Exercise directions: Can you retype every one of the records below word for word, line by line, without changing anything?

Entries from a point annotation set:
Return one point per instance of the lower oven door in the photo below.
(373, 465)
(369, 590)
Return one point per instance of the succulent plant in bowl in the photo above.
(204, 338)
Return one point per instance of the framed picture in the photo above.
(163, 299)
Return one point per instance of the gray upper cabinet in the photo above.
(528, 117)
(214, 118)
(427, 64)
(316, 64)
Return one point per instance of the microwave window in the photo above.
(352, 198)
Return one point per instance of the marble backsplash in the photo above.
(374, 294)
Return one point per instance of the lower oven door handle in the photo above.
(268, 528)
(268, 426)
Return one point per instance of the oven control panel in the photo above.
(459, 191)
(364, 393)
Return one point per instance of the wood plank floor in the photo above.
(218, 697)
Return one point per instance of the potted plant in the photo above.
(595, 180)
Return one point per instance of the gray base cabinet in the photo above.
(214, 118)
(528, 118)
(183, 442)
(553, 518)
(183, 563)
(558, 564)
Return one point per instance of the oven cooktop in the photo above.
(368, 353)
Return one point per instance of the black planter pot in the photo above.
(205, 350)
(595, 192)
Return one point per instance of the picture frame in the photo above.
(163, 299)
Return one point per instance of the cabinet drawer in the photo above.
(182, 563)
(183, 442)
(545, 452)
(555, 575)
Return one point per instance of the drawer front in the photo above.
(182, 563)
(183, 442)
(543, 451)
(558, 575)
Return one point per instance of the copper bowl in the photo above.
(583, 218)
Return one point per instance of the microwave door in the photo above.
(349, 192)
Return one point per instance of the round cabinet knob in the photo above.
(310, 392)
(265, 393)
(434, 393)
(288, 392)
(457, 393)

Output for this exercise:
Return one point per instance of the lower oven door in the photo below.
(373, 465)
(369, 590)
Return one point per instance of the succulent plant in bowl in the photo above.
(204, 338)
Return one point per instance of the framed picture in the photo above.
(163, 299)
Return one point per instance of the gray upper cabinet in the photo above.
(528, 117)
(214, 118)
(427, 64)
(316, 64)
Return one point per instance of the microwave window in the photo above.
(352, 198)
Return one point per instance of the marble backsplash in the photo above.
(374, 294)
Return one point per instance of the lower oven door handle in the photo above.
(268, 528)
(268, 426)
Return one point per instance of the oven control panel in the photo above.
(459, 191)
(364, 393)
Return one point per instance of the wood plank floor in the photo above.
(218, 697)
Return one point per instance of the potted plant in the photo above.
(595, 180)
Return one point per instance of the gray base cabinet in the photo above.
(214, 118)
(528, 118)
(183, 442)
(553, 518)
(183, 563)
(558, 564)
Return one point per instance of the oven cooktop in the photo above.
(368, 353)
Return one point per instance of the black planter pot in the photo above.
(205, 350)
(595, 192)
Return one point per instance of the picture frame in the photo above.
(163, 299)
Return one point per instance of the cabinet drawer in the photo above.
(182, 563)
(183, 442)
(545, 452)
(555, 575)
Return one point per instance of the drawer front in the photo above.
(182, 563)
(183, 442)
(543, 451)
(558, 575)
Return one point per instance of the copper bowl in the photo above.
(583, 218)
Return one point per instance of the microwave door in the photo above.
(349, 192)
Return one point per instance of the round cabinet knob in the photo above.
(310, 392)
(265, 393)
(434, 393)
(288, 392)
(457, 393)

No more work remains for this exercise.